→ **TEXT**
# # #

From Bark Camp Lake we had to go back up to High Knob before we would have any resupply other than the Edith Gap aid which meant it would be dark by then so Bark Camp was the time to get lights and night gear ready as there was a long way to go. The stretch back up Edith Gap took way too long with my body complaining about a variety of issues. I paused at the aid and tried to roll out my IT bands and had another amazing breakfast burrito. I have to say that all the volunteers on the course were amazing and cooked up some great food and kept spirits high.

As great as the volunteers were as I started back up and through the long rocky nightmare to High Knob my body and mind were not doing well. My right knee was refusing to run at all and my Achilles didn't even want to walk. Somewhere along the way, the clouds split for the first time of the day and the sun came out briefly before giving way to night. The full moon rose and the stars shined bright in the sky above. It was perfect and there was no place I would rather have been but I was barely moving. I had passed the 50k mark and was closing in on 40 miles but still had 30 to go. For the first half of the day, I had been beating my target times but the return trip up to High Knob shattered all that and I was hours behind schedule before I finally hobbled in.

# # #

→ **DATA LISTING**

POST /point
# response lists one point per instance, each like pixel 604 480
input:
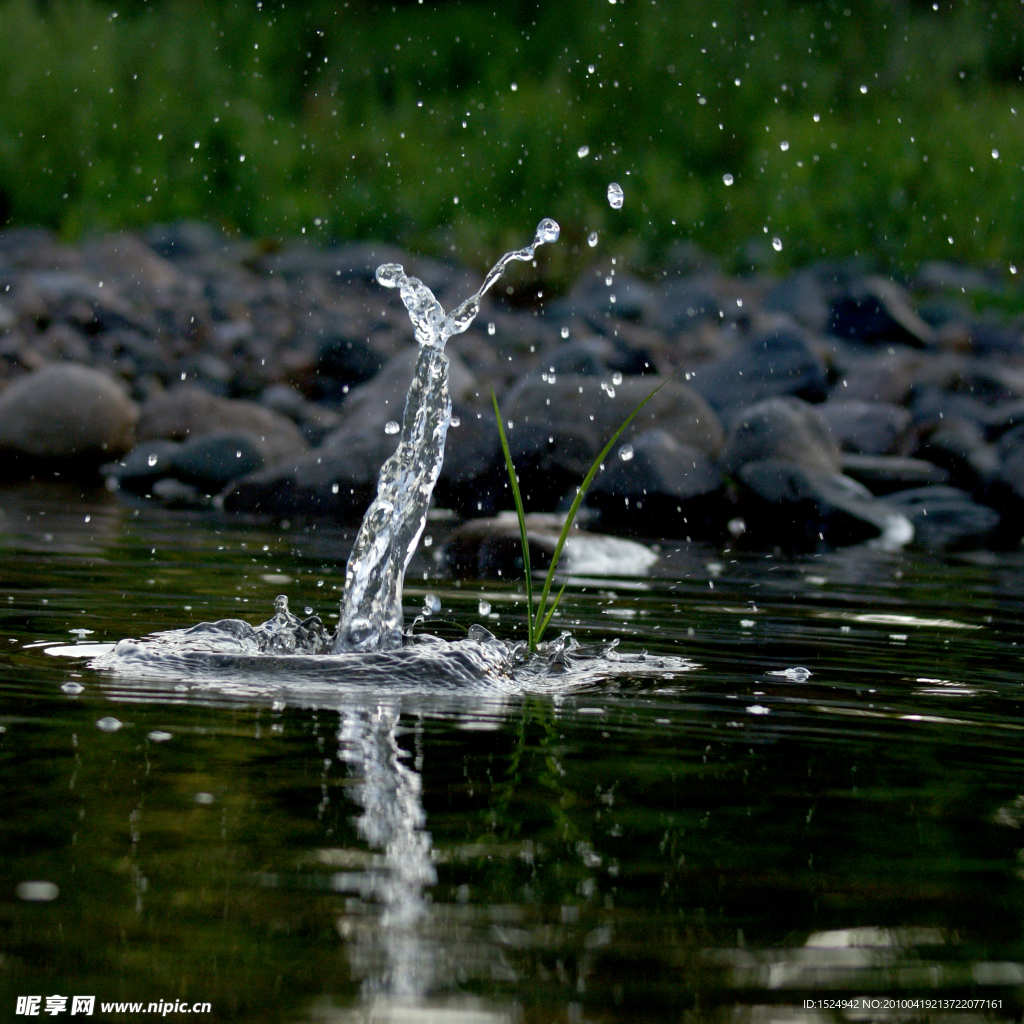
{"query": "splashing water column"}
pixel 371 611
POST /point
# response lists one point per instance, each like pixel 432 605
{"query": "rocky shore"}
pixel 830 407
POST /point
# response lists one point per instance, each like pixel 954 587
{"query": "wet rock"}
pixel 884 474
pixel 877 309
pixel 140 468
pixel 209 462
pixel 865 427
pixel 784 429
pixel 488 549
pixel 66 414
pixel 663 488
pixel 779 361
pixel 782 503
pixel 588 407
pixel 187 411
pixel 344 363
pixel 945 517
pixel 960 448
pixel 334 483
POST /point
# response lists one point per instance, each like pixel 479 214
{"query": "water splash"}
pixel 371 612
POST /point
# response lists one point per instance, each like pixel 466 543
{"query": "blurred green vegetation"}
pixel 886 128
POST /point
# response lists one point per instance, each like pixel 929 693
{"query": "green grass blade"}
pixel 522 524
pixel 541 623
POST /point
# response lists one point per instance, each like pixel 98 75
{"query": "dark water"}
pixel 632 850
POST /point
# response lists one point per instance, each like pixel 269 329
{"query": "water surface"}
pixel 722 844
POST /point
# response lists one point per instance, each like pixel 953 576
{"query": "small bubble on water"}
pixel 38 892
pixel 548 231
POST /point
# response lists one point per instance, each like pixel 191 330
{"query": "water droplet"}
pixel 390 274
pixel 38 892
pixel 547 231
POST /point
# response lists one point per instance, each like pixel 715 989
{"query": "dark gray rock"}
pixel 877 309
pixel 945 517
pixel 211 461
pixel 143 465
pixel 188 412
pixel 782 503
pixel 865 427
pixel 960 448
pixel 66 414
pixel 663 488
pixel 332 483
pixel 781 429
pixel 884 474
pixel 780 361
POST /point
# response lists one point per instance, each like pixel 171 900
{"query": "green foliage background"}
pixel 350 121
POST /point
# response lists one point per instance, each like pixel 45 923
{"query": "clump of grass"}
pixel 539 617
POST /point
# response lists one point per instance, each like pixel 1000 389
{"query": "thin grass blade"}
pixel 521 515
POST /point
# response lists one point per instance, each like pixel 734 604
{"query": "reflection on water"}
pixel 825 802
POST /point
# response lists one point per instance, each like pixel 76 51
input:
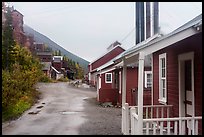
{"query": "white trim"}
pixel 145 20
pixel 106 70
pixel 152 89
pixel 111 75
pixel 162 99
pixel 124 83
pixel 120 82
pixel 140 93
pixel 181 59
pixel 146 73
pixel 151 19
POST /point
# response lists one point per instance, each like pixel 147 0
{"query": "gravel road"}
pixel 66 110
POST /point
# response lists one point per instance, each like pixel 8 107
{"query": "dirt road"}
pixel 66 110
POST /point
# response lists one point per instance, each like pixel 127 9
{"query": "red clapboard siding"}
pixel 110 55
pixel 194 44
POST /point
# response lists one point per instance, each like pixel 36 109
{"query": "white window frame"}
pixel 162 97
pixel 106 78
pixel 146 73
pixel 120 82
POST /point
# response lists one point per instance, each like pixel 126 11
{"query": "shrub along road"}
pixel 66 110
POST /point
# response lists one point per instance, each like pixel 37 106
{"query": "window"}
pixel 148 79
pixel 162 79
pixel 108 78
pixel 120 82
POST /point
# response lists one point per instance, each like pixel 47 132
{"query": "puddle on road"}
pixel 34 112
pixel 39 106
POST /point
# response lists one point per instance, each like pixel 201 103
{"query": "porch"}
pixel 157 120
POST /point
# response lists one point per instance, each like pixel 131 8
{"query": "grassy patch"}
pixel 13 111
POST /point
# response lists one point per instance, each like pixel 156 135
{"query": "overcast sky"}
pixel 87 28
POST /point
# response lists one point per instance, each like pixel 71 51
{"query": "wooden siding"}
pixel 193 43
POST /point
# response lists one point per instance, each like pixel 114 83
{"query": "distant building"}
pixel 46 60
pixel 112 51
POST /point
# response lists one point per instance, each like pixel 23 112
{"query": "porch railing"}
pixel 157 120
pixel 125 119
pixel 173 126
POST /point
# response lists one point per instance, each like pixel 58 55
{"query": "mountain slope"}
pixel 38 37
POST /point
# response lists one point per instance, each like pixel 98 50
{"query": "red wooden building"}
pixel 112 51
pixel 109 83
pixel 177 84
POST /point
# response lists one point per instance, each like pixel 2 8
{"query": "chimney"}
pixel 147 20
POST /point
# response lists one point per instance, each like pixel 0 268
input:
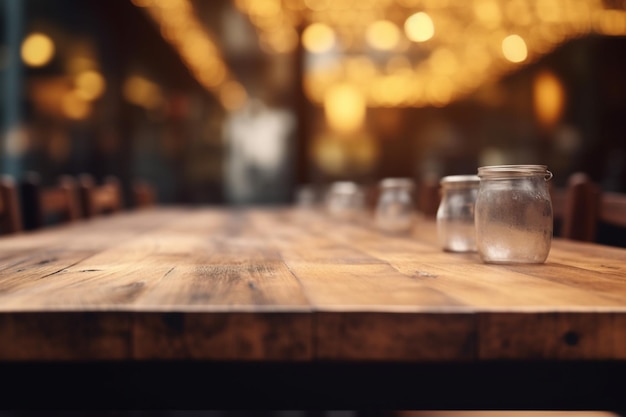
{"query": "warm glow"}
pixel 180 27
pixel 344 107
pixel 419 27
pixel 318 38
pixel 383 35
pixel 470 46
pixel 37 50
pixel 488 12
pixel 514 48
pixel 345 155
pixel 282 40
pixel 233 96
pixel 548 98
pixel 90 85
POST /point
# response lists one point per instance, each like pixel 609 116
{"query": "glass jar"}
pixel 513 216
pixel 344 200
pixel 395 209
pixel 455 215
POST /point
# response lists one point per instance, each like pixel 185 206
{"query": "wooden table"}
pixel 287 308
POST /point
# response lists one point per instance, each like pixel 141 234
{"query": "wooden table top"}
pixel 292 284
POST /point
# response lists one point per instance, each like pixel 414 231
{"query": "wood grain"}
pixel 284 284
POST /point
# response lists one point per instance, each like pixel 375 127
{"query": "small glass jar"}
pixel 455 215
pixel 513 215
pixel 344 200
pixel 395 209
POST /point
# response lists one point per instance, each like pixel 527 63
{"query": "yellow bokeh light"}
pixel 548 98
pixel 318 38
pixel 383 34
pixel 419 27
pixel 37 49
pixel 488 12
pixel 90 85
pixel 232 95
pixel 514 48
pixel 344 108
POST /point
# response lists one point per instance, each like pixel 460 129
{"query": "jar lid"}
pixel 514 171
pixel 344 187
pixel 460 179
pixel 397 183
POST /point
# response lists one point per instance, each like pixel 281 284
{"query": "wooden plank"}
pixel 367 310
pixel 44 336
pixel 223 336
pixel 232 296
pixel 394 337
pixel 549 335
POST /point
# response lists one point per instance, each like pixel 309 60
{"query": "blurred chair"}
pixel 581 209
pixel 428 196
pixel 10 215
pixel 99 199
pixel 48 205
pixel 144 194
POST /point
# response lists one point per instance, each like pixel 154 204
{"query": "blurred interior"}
pixel 246 101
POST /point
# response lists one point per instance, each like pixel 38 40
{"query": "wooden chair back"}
pixel 582 207
pixel 144 194
pixel 48 205
pixel 96 200
pixel 10 214
pixel 428 196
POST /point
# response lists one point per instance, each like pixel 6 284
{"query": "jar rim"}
pixel 396 182
pixel 512 170
pixel 460 179
pixel 341 187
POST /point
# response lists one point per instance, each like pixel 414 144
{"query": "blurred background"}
pixel 246 101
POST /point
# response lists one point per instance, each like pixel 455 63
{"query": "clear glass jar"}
pixel 395 208
pixel 344 200
pixel 455 215
pixel 513 215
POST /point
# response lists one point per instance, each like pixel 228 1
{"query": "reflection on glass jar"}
pixel 513 214
pixel 345 200
pixel 395 210
pixel 455 215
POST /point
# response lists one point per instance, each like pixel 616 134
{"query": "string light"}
pixel 453 46
pixel 198 49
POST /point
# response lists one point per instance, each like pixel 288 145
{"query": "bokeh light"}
pixel 37 49
pixel 419 27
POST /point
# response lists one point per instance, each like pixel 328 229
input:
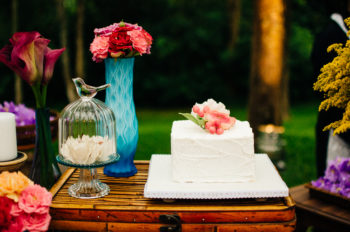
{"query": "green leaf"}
pixel 199 121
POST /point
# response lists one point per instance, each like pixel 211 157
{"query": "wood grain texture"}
pixel 126 207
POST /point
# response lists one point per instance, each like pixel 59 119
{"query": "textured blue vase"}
pixel 119 97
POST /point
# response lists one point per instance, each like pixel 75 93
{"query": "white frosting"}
pixel 198 156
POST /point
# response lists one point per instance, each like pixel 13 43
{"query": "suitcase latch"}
pixel 173 221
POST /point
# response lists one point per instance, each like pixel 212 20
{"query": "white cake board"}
pixel 160 185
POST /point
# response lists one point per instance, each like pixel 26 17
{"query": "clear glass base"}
pixel 88 185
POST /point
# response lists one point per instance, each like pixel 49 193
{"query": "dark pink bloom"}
pixel 99 48
pixel 5 209
pixel 16 225
pixel 35 199
pixel 36 222
pixel 141 41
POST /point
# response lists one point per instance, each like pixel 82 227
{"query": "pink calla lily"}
pixel 29 56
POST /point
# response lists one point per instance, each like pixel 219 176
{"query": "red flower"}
pixel 5 209
pixel 120 41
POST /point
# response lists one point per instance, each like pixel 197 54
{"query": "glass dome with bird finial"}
pixel 87 140
pixel 87 128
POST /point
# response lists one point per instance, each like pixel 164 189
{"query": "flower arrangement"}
pixel 29 56
pixel 336 178
pixel 87 150
pixel 23 205
pixel 211 116
pixel 334 83
pixel 120 40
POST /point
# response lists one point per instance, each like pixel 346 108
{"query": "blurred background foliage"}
pixel 190 58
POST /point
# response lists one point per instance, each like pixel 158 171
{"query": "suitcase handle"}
pixel 173 220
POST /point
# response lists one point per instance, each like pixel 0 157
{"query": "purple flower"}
pixel 322 183
pixel 336 178
pixel 336 188
pixel 332 173
pixel 344 165
pixel 345 192
pixel 345 179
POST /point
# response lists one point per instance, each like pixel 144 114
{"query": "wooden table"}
pixel 318 213
pixel 125 209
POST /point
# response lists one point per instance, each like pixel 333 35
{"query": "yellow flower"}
pixel 12 184
pixel 334 82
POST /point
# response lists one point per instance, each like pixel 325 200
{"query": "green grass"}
pixel 155 127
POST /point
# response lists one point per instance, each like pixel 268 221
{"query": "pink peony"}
pixel 107 31
pixel 16 225
pixel 15 210
pixel 5 209
pixel 35 199
pixel 36 222
pixel 215 115
pixel 223 120
pixel 141 41
pixel 99 48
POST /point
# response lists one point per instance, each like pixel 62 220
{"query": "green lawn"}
pixel 155 127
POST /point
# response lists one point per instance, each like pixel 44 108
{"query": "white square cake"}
pixel 198 156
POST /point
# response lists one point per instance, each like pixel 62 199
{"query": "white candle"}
pixel 8 140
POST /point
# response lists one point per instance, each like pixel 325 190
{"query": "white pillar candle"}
pixel 8 140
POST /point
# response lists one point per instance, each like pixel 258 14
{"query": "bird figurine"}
pixel 85 90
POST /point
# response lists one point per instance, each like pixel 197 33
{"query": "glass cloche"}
pixel 87 139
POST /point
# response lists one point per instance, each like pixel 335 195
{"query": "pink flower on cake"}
pixel 211 116
pixel 99 48
pixel 217 122
pixel 35 199
pixel 213 105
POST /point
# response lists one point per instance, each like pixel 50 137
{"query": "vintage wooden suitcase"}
pixel 125 209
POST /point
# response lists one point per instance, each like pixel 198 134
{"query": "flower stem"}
pixel 38 97
pixel 43 94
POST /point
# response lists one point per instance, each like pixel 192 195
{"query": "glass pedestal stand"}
pixel 88 185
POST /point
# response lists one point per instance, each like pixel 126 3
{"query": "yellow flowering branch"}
pixel 334 82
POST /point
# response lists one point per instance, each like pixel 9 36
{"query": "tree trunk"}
pixel 234 8
pixel 18 80
pixel 79 60
pixel 67 76
pixel 265 100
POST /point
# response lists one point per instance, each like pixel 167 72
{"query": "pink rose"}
pixel 35 199
pixel 15 210
pixel 107 31
pixel 5 209
pixel 36 222
pixel 16 225
pixel 141 41
pixel 99 48
pixel 222 120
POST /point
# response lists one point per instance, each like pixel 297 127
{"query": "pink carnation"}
pixel 35 199
pixel 36 222
pixel 141 41
pixel 217 122
pixel 16 225
pixel 107 31
pixel 99 48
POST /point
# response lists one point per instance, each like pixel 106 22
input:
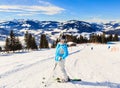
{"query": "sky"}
pixel 61 10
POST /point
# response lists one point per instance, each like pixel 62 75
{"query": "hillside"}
pixel 96 68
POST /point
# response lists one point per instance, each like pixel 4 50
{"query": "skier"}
pixel 60 56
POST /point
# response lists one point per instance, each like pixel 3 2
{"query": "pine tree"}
pixel 7 44
pixel 12 43
pixel 33 43
pixel 26 39
pixel 43 41
pixel 0 48
pixel 103 38
pixel 30 41
pixel 115 38
pixel 53 45
pixel 18 45
pixel 110 38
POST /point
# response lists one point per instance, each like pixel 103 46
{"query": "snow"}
pixel 98 68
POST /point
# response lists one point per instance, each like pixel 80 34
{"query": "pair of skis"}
pixel 58 80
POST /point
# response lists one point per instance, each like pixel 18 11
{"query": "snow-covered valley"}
pixel 98 68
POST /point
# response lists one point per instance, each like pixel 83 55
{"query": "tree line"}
pixel 94 38
pixel 13 43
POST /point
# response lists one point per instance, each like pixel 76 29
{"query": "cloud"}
pixel 21 10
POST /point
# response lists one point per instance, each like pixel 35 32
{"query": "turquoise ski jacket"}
pixel 58 53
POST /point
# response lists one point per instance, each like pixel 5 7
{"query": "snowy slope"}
pixel 98 68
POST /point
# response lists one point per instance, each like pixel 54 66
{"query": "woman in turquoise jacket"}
pixel 60 56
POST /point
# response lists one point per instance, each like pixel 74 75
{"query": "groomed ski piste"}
pixel 98 67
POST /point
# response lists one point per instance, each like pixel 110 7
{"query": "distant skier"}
pixel 60 56
pixel 91 48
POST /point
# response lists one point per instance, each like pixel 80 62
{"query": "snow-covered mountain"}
pixel 17 25
pixel 98 68
pixel 54 28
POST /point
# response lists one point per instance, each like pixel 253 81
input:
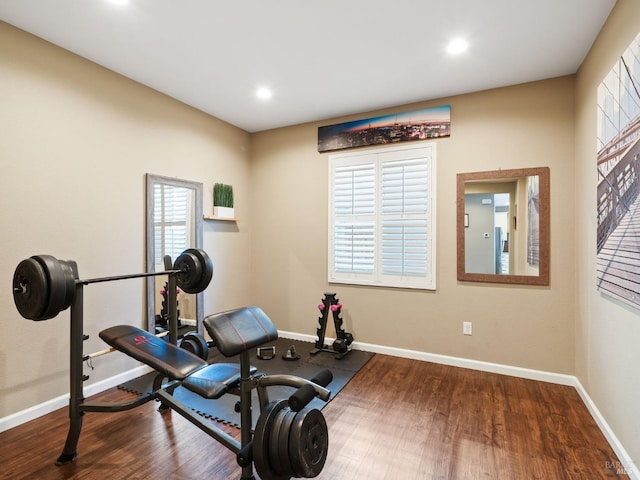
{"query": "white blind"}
pixel 381 212
pixel 171 221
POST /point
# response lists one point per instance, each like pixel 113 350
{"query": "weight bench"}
pixel 210 381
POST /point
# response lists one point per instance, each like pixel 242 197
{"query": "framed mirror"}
pixel 173 224
pixel 503 226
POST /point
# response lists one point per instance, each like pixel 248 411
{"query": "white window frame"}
pixel 374 276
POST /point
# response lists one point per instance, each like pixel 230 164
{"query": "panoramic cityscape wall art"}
pixel 618 164
pixel 425 124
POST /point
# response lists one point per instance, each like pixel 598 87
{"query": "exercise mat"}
pixel 222 409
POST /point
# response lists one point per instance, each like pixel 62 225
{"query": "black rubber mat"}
pixel 306 366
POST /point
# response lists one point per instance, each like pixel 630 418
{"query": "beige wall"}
pixel 523 126
pixel 607 332
pixel 75 143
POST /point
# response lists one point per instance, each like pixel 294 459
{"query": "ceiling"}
pixel 321 59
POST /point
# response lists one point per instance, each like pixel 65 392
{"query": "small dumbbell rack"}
pixel 342 344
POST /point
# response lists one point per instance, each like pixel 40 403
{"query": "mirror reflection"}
pixel 174 223
pixel 503 227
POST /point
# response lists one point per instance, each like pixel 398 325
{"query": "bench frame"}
pixel 164 391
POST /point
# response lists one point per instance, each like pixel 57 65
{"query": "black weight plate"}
pixel 282 447
pixel 196 344
pixel 57 285
pixel 274 440
pixel 190 271
pixel 196 270
pixel 206 267
pixel 30 289
pixel 261 446
pixel 70 282
pixel 308 443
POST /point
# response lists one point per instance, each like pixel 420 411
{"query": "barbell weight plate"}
pixel 42 287
pixel 61 285
pixel 196 344
pixel 261 446
pixel 196 270
pixel 276 434
pixel 308 443
pixel 30 289
pixel 284 461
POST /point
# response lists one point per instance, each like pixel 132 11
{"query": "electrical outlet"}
pixel 467 328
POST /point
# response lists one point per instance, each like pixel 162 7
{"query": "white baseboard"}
pixel 447 360
pixel 49 406
pixel 626 465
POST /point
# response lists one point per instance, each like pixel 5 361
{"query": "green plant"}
pixel 223 195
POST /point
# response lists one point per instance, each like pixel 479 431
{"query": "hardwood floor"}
pixel 397 419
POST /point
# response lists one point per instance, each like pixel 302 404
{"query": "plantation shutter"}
pixel 381 218
pixel 171 221
pixel 354 213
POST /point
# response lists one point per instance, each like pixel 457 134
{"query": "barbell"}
pixel 44 286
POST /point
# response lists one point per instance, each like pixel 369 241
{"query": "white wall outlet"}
pixel 467 328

# # #

Please write out the trail run account again, starting with "From Bark Camp" and going on through "kept spirits high.". Swap "breakfast burrito" for "breakfast sandwich" along the way.

From Bark Camp Lake we had to go back up to High Knob before we would have any resupply other than the Edith Gap aid which meant it would be dark by then so Bark Camp was the time to get lights and night gear ready as there was a long way to go. The stretch back up Edith Gap took way too long with my body complaining about a variety of issues. I paused at the aid and tried to roll out my IT bands and had another amazing breakfast sandwich. I have to say that all the volunteers on the course were amazing and cooked up some great food and kept spirits high.